-- TEXTE FOURNI --
● ● ●

Trafics de matières premières et de drogues…
Ce troisième et dernier volet de Reykjavik noir invite à suivre cinq principaux parcours qui vont finir par se rejoindre, se recouper pour le meilleur et pour le pire. Agla est en prison pour malversations. D’abord désespérée par l’abandon de Sonja, la femme de sa vie, elle va reprendre du mordant avec la mission qui va lui permettre de régler des comptes avec des ennemis. Anton, le fils d’Ingimar, veut briller aux yeux de celle qu’il aime. Maria a perdu, par la faute d’Agla, son emploi et son mari dont elle est toujours amoureuse.
Ingimar et son associé William qui profitent des opportunités ou qui les provoquent. Ils trempent, Agla en est persuadée, dans les difficultés d’approvisionnent en aluminium. Sonja qui réapparaît et qui semble jouer un rôle essentiel dans l’approvisionnement en drogue de l’Islande.
Dans sa cellule de la prison de Hólmsheidi, Agla est effrayée par ce qui l’attend à sa sortie toute proche. Les chagrins l’accablent et elle se pend.
Anton, qui veut préparer une action d’éclat pour l’anniversaire de Julia, sa petite amie, vole des explosifs, aidé par Gunnar son camarade.
Maria, qui anime L’écureuil, un journal en ligne, se voit refuser la visite à Agla. Pourtant, elle est sur un scoop et veut en savoir plus sur les relations de la prisonnière avec Ingimar Magnússon et William Tedd, un spéculateur basé à Paris. Mais la corde était assez longue pour qu’Agla tombe presque assise. Elle s’en sort horriblement marquée par cet échec plus que par sa trachée enflée. C’est en revenant dans sa cellule qu’elle trouve Elísa, une ex-toxico allongée sur son lit.

● ● ●

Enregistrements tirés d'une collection
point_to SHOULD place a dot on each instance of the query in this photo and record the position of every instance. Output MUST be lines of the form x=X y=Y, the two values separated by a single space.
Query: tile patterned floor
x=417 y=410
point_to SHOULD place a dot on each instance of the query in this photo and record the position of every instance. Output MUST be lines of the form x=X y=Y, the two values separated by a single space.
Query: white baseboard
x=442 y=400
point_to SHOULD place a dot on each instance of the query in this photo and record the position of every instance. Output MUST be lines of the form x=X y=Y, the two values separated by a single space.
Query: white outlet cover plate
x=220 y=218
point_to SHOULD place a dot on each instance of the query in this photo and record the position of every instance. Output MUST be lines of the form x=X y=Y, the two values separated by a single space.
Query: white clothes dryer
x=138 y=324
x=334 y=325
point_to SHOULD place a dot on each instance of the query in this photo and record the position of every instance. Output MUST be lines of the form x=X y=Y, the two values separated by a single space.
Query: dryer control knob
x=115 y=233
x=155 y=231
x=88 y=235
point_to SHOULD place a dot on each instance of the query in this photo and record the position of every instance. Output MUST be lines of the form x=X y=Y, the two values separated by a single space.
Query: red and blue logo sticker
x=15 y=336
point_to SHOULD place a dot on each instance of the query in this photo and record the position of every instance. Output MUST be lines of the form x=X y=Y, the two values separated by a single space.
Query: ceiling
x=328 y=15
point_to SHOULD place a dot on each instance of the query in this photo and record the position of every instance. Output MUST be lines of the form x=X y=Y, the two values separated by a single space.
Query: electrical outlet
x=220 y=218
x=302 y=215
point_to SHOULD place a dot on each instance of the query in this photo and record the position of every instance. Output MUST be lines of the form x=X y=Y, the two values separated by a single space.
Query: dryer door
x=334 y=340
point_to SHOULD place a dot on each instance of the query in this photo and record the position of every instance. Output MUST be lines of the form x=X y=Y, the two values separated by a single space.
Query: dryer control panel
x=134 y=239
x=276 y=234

● ● ●

-- ÉNONCÉ DE L'EXERCICE --
Répondez, s'il vous plaît, à ces questions sur le texte fourni :
1. Dans quelle prison Agla est-elle détenue ?
2. Que vole Anton, et qui l'aide ?
3. Comment s'appelle le journal en ligne qu'anime Maria ?

-- CORRIGÉ PROPOSÉ --
1. Dans la prison de Hólmsheidi.
2. Il vole des explosifs, aidé par son camarade Gunnar.
3. L'écureuil.